--- Excerpted passage ---

Flouride is a beneficial ion known for being added to toothpastes and water to improve enamel strength. When taken in excess however it can actually mineralize and cause impaired organ function. Flouride mineralization can occur in various tissues such as the kidneys, thyroid, brain, and causes deformities in bones found in the legs and spine. As such when living in a country that experiences flouride leaks in drinking water it is important to detect excess quantities.
Various methods of detection exist which make use of chemical detection molecules which provide visual and portable solutions. These detection molecules however have varying degrees of accessibility and effectiveness. One method involves a dissolving chemical which emits light once dissolved by flouride containing water. Another involves an active light emitting substance which becomes inactive with a specific ratio of flouride ions in solution. While both are useful, they can only be used once when the detection molecule dissolves or binds permanently when used. Ebrahim and colleagues note that while covalent bonding can be specific they prevent detection molecules from being reused. On the other hand electrostatic bonding is not used due to its lack of specificity but they allow the detection molecule to be reused.
Ebrahim et. Al. therefore took this into account when constructing a specific detection molecule which could be reused, stable in solution, and safe. This lead them to construct SION-105, a metal-organic framework molecule (MOF), which makes use of a specific non-permanent detection molecule. The name MOF refers to a carbon-based molecule containing a metal and these can be useful in creating stable active molecules. SION-105 takes advantage of europium, a lanthanide transition metal, to emit a reddish hue when the boron atom reacts to light energy.

--- Data segment ---
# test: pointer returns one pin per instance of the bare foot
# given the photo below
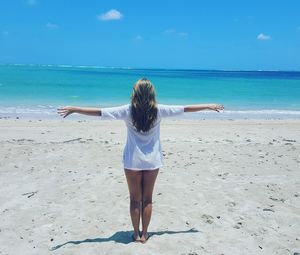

--- Goal 1 ---
Transcribe the section of the fluoride detection text that opens with the words containing "Ebrahim et. Al." and closes with "to light energy.".
--- Goal 2 ---
Write the next part of the text on fluoride detection and SION-105, starting after its final sentence.

--- Result 1 ---
Ebrahim et. Al. therefore took this into account when constructing a specific detection molecule which could be reused, stable in solution, and safe. This lead them to construct SION-105, a metal-organic framework molecule (MOF), which makes use of a specific non-permanent detection molecule. The name MOF refers to a carbon-based molecule containing a metal and these can be useful in creating stable active molecules. SION-105 takes advantage of europium, a lanthanide transition metal, to emit a reddish hue when the boron atom reacts to light energy.

--- Result 2 ---
SION-105 demonstration Figure 2C by Ebrahim et. Al.
When it comes in contact with flouride, boron is prevented from absorbing the energy needed for europium to emit light. The boron specifically reacts with flouride within the carbon framework where only flouride can reach it. Not only does the carbon framework allow the detection molecule to be specific, but also prevents any permanent or covalent bonding between the molecules. This means that the transient electrostatic bond can be undone in this case simply by ethanol.
Due to the various characteristics of the SION-105 molecule, it can be a reusable and reliable way to detect excess amounts of flouride. According to Ebrahim et. Al. these important qualities arise due to rigidity of the carbon structure limiting boron-flouride bonding, steric hinderance creating specificity, and electrostatic reversibility with ethanol. They also mention that SION-105 is relatively easy to produce and with high yields. The molecule is also polymerized or chained in repeated segments to improve its effects. It can also be further improved by the solution it is in as only a small amount of it is needed in this repeat version to visually detect flouride.
This detection molecule stands to replace alternatives and help those who are endangered by excess flouride in drinking water. Its accessibility can provide a great solution and with enough knowledge about drinking water, steps can be made to improve the resources available to small towns for example. Due to the fact that drinking water is so important it is crucial to have an accessible and affordable method of detection for harmful substances.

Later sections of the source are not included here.